[FRAGMENTO SELECCIONADO]
________________________________________

Tranquilamente, he cogido el metro en dirección a Bourse, para visitar una exposición sobre fotografía americana de los años setenta que está muy bien hasta el punto que me he comprado el catálogo de la misma.
Después un paseo amplio, desde la Rue de Richelieu hasta el Sena, pasando por delante de la Comedie Française y el Museo del Louvre.
Una vez en el Sena, lo de costumbre; los bouquinistes, los jardines del Pont Neuf, muchos turistas, unos chinos haciéndose las fotografías de boda y, cómo no, Notre Dame. Lo mejor del caso es que progresivamente se ha ido aclarando el cielo y al final hemos tenido un sol radiante.
Después de comer, me he dirigido hacia Montparnasse con su horrible mole de torre dominándolo todo. Después de visitar una galería de arte donde tenían en exposición algunas obras de Erwin Blumenfeld, de quien os hable hace unas semanas. Y tras esto, la Fundación Henri Cartier-Bresson, con una exposición de Walker Evans y el maestro Henri mano a mano retratando los Estados Unidos de América. Estupenda; impresionante. También te da la oportunidad de admirar una de las estupendas Leicas del maestro, instrumentos con los que conseguían las mejores imágenes. Suponiendo que yo tuviera algún tipo de creencia religiosa, sería lo más parecido a estar en el lugar más sagrado que se me ocurriese.
Tras esta experiencia mística me he dirigido hacia los Champs-Elysées para terminar algunas últimas compras. Pasando eso sí de nuevo por el ínclito Arco de l’Etoile y admirando al caer la tarde la iluminación navideña de la famosa avenida parisina.
Mañana abandonaré París. Es lo que tiene lo bueno. Que se acaba. Me quedará un largo, pero no desagradable, viaje en tren. Tendré cosas que hacer. Y alguna foto que tomar. Ya os contaré.

________________________________________

[DATOS PROPORCIONADOS]
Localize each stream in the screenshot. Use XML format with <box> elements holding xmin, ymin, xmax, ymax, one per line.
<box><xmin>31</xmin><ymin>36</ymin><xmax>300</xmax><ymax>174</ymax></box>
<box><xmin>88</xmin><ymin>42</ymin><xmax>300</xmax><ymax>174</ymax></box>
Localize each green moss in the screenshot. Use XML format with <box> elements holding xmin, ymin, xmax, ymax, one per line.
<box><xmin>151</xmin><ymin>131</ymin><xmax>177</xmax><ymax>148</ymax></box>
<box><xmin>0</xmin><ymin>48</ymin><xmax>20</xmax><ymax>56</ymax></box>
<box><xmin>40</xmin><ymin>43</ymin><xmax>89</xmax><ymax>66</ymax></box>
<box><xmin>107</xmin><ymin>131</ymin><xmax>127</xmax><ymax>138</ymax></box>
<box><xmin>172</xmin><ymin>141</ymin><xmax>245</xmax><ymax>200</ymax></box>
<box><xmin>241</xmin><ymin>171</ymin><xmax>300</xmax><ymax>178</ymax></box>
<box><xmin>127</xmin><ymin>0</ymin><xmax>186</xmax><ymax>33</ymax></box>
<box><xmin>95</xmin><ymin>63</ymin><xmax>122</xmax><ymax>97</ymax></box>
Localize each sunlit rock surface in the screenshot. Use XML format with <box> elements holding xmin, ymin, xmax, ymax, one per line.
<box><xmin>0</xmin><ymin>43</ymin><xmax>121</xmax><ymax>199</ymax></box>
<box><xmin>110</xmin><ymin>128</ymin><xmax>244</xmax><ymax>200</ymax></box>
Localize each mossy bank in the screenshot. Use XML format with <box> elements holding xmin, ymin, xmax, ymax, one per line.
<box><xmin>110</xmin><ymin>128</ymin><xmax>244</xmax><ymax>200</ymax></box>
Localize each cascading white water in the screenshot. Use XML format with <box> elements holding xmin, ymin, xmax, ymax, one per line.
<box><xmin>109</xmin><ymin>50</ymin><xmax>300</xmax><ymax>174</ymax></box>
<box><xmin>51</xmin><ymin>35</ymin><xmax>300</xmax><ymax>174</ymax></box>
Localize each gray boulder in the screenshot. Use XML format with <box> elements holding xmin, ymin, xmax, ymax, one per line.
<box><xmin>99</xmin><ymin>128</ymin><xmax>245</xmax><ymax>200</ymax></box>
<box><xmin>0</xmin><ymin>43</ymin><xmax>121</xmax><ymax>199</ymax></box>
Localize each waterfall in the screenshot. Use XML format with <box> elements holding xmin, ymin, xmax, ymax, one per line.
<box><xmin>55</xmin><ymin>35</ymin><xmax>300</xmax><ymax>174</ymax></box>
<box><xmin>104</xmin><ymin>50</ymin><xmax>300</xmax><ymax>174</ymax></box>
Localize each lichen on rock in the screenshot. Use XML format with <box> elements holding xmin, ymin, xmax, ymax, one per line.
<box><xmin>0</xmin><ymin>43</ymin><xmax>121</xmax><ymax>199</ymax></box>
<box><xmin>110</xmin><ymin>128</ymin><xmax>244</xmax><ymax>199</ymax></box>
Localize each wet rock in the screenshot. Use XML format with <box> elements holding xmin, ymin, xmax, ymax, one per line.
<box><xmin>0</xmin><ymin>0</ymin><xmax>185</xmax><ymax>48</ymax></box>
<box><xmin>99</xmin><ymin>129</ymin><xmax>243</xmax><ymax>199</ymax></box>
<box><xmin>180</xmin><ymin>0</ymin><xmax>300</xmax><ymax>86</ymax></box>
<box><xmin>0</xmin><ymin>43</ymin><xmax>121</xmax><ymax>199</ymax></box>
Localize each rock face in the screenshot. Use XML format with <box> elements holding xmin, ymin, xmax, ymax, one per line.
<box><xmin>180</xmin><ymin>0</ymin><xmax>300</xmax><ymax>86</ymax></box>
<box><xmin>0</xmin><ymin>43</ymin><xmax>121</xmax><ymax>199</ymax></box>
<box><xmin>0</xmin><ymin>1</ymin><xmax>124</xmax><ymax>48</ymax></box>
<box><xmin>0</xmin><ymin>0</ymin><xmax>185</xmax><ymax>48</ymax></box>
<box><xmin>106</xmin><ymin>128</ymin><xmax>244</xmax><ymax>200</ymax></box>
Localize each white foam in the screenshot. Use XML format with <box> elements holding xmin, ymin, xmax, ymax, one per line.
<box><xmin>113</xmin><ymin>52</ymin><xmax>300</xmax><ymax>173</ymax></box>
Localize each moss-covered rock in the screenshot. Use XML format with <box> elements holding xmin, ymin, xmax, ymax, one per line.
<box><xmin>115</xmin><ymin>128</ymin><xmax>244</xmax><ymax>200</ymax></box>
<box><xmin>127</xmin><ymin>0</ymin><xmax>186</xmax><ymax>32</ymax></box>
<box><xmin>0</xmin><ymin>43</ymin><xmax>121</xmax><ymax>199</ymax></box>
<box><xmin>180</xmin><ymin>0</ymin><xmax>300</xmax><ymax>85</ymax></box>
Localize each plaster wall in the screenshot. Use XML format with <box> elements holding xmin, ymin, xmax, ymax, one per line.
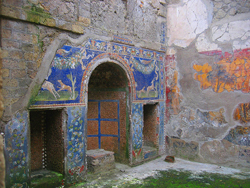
<box><xmin>165</xmin><ymin>0</ymin><xmax>250</xmax><ymax>168</ymax></box>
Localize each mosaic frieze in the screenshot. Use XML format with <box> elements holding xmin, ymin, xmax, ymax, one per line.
<box><xmin>131</xmin><ymin>103</ymin><xmax>143</xmax><ymax>161</ymax></box>
<box><xmin>193</xmin><ymin>48</ymin><xmax>250</xmax><ymax>93</ymax></box>
<box><xmin>234</xmin><ymin>103</ymin><xmax>250</xmax><ymax>123</ymax></box>
<box><xmin>33</xmin><ymin>39</ymin><xmax>164</xmax><ymax>106</ymax></box>
<box><xmin>66</xmin><ymin>107</ymin><xmax>86</xmax><ymax>183</ymax></box>
<box><xmin>5</xmin><ymin>111</ymin><xmax>29</xmax><ymax>187</ymax></box>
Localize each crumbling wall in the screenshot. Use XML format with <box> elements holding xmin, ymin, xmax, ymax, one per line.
<box><xmin>165</xmin><ymin>0</ymin><xmax>250</xmax><ymax>168</ymax></box>
<box><xmin>0</xmin><ymin>135</ymin><xmax>5</xmax><ymax>187</ymax></box>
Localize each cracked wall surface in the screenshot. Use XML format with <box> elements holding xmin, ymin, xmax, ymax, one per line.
<box><xmin>165</xmin><ymin>0</ymin><xmax>250</xmax><ymax>168</ymax></box>
<box><xmin>0</xmin><ymin>0</ymin><xmax>250</xmax><ymax>185</ymax></box>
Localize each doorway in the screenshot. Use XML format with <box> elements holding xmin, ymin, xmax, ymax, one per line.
<box><xmin>87</xmin><ymin>62</ymin><xmax>129</xmax><ymax>164</ymax></box>
<box><xmin>30</xmin><ymin>110</ymin><xmax>64</xmax><ymax>187</ymax></box>
<box><xmin>143</xmin><ymin>103</ymin><xmax>158</xmax><ymax>159</ymax></box>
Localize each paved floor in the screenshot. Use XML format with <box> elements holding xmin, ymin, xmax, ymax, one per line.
<box><xmin>79</xmin><ymin>156</ymin><xmax>250</xmax><ymax>188</ymax></box>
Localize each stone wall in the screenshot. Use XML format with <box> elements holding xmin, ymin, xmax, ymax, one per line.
<box><xmin>0</xmin><ymin>0</ymin><xmax>166</xmax><ymax>128</ymax></box>
<box><xmin>0</xmin><ymin>135</ymin><xmax>5</xmax><ymax>187</ymax></box>
<box><xmin>165</xmin><ymin>0</ymin><xmax>250</xmax><ymax>168</ymax></box>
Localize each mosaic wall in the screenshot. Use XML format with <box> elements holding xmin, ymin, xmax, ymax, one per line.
<box><xmin>30</xmin><ymin>39</ymin><xmax>164</xmax><ymax>107</ymax></box>
<box><xmin>193</xmin><ymin>48</ymin><xmax>250</xmax><ymax>93</ymax></box>
<box><xmin>165</xmin><ymin>55</ymin><xmax>182</xmax><ymax>117</ymax></box>
<box><xmin>66</xmin><ymin>106</ymin><xmax>86</xmax><ymax>184</ymax></box>
<box><xmin>5</xmin><ymin>111</ymin><xmax>29</xmax><ymax>187</ymax></box>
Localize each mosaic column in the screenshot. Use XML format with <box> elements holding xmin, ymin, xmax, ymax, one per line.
<box><xmin>131</xmin><ymin>103</ymin><xmax>143</xmax><ymax>163</ymax></box>
<box><xmin>158</xmin><ymin>102</ymin><xmax>165</xmax><ymax>155</ymax></box>
<box><xmin>65</xmin><ymin>106</ymin><xmax>86</xmax><ymax>186</ymax></box>
<box><xmin>5</xmin><ymin>111</ymin><xmax>30</xmax><ymax>188</ymax></box>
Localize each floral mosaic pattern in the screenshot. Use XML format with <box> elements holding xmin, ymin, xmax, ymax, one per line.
<box><xmin>132</xmin><ymin>103</ymin><xmax>143</xmax><ymax>161</ymax></box>
<box><xmin>193</xmin><ymin>48</ymin><xmax>250</xmax><ymax>93</ymax></box>
<box><xmin>5</xmin><ymin>111</ymin><xmax>29</xmax><ymax>187</ymax></box>
<box><xmin>33</xmin><ymin>39</ymin><xmax>164</xmax><ymax>107</ymax></box>
<box><xmin>67</xmin><ymin>107</ymin><xmax>86</xmax><ymax>184</ymax></box>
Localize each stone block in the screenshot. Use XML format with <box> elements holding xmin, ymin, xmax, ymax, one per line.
<box><xmin>3</xmin><ymin>78</ymin><xmax>18</xmax><ymax>87</ymax></box>
<box><xmin>78</xmin><ymin>16</ymin><xmax>91</xmax><ymax>27</ymax></box>
<box><xmin>2</xmin><ymin>69</ymin><xmax>10</xmax><ymax>78</ymax></box>
<box><xmin>2</xmin><ymin>29</ymin><xmax>11</xmax><ymax>38</ymax></box>
<box><xmin>0</xmin><ymin>135</ymin><xmax>5</xmax><ymax>187</ymax></box>
<box><xmin>168</xmin><ymin>138</ymin><xmax>199</xmax><ymax>160</ymax></box>
<box><xmin>200</xmin><ymin>140</ymin><xmax>239</xmax><ymax>164</ymax></box>
<box><xmin>9</xmin><ymin>50</ymin><xmax>23</xmax><ymax>59</ymax></box>
<box><xmin>2</xmin><ymin>39</ymin><xmax>19</xmax><ymax>49</ymax></box>
<box><xmin>11</xmin><ymin>69</ymin><xmax>26</xmax><ymax>78</ymax></box>
<box><xmin>87</xmin><ymin>149</ymin><xmax>115</xmax><ymax>173</ymax></box>
<box><xmin>72</xmin><ymin>24</ymin><xmax>84</xmax><ymax>34</ymax></box>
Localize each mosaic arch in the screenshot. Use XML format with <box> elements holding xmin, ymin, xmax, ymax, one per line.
<box><xmin>31</xmin><ymin>39</ymin><xmax>164</xmax><ymax>108</ymax></box>
<box><xmin>80</xmin><ymin>53</ymin><xmax>136</xmax><ymax>104</ymax></box>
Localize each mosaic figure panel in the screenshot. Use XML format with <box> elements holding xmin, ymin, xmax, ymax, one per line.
<box><xmin>30</xmin><ymin>37</ymin><xmax>164</xmax><ymax>107</ymax></box>
<box><xmin>5</xmin><ymin>111</ymin><xmax>29</xmax><ymax>187</ymax></box>
<box><xmin>66</xmin><ymin>107</ymin><xmax>86</xmax><ymax>184</ymax></box>
<box><xmin>131</xmin><ymin>103</ymin><xmax>143</xmax><ymax>162</ymax></box>
<box><xmin>193</xmin><ymin>48</ymin><xmax>250</xmax><ymax>93</ymax></box>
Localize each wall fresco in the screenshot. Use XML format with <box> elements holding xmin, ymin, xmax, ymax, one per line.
<box><xmin>66</xmin><ymin>107</ymin><xmax>86</xmax><ymax>184</ymax></box>
<box><xmin>5</xmin><ymin>111</ymin><xmax>29</xmax><ymax>187</ymax></box>
<box><xmin>234</xmin><ymin>103</ymin><xmax>250</xmax><ymax>123</ymax></box>
<box><xmin>131</xmin><ymin>103</ymin><xmax>143</xmax><ymax>162</ymax></box>
<box><xmin>33</xmin><ymin>37</ymin><xmax>164</xmax><ymax>107</ymax></box>
<box><xmin>193</xmin><ymin>48</ymin><xmax>250</xmax><ymax>93</ymax></box>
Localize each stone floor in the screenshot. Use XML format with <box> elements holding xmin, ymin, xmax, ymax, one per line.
<box><xmin>74</xmin><ymin>156</ymin><xmax>250</xmax><ymax>188</ymax></box>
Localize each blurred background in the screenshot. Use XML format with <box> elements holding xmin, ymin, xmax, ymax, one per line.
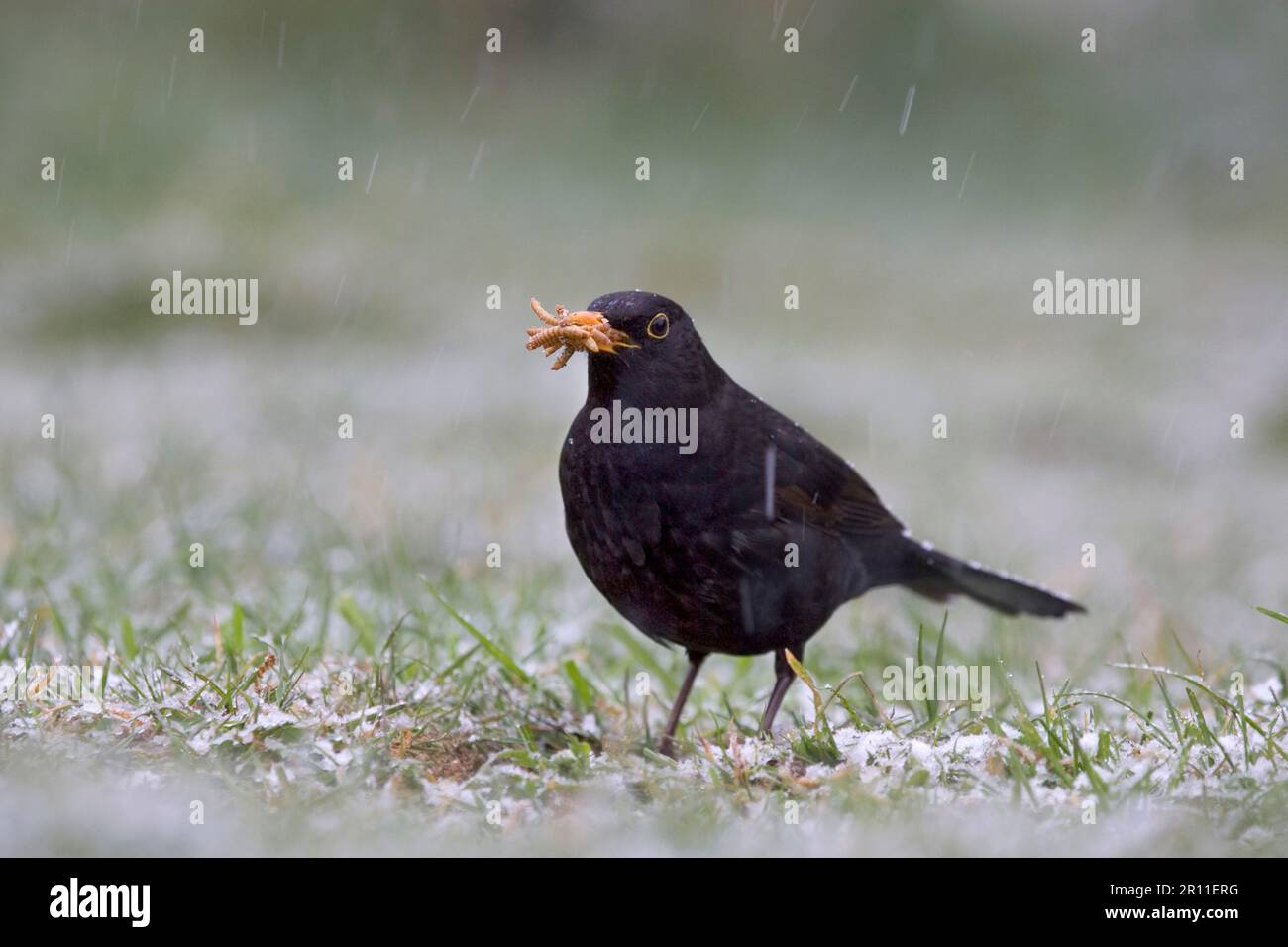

________________________________________

[INSTRUCCIONES] ¿Puedes imprimir sin cambios la parte de la crónica del día en París que abre con las palabras que contienen "Después de comer, me" y cierra con "se me ocurriese."?

[RESPUESTA]
Después de comer, me he dirigido hacia Montparnasse con su horrible mole de torre dominándolo todo. Después de visitar una galería de arte donde tenían en exposición algunas obras de Erwin Blumenfeld, de quien os hable hace unas semanas. Y tras esto, la Fundación Henri Cartier-Bresson, con una exposición de Walker Evans y el maestro Henri mano a mano retratando los Estados Unidos de América. Estupenda; impresionante. También te da la oportunidad de admirar una de las estupendas Leicas del maestro, instrumentos con los que conseguían las mejores imágenes. Suponiendo que yo tuviera algún tipo de creencia religiosa, sería lo más parecido a estar en el lugar más sagrado que se me ocurriese.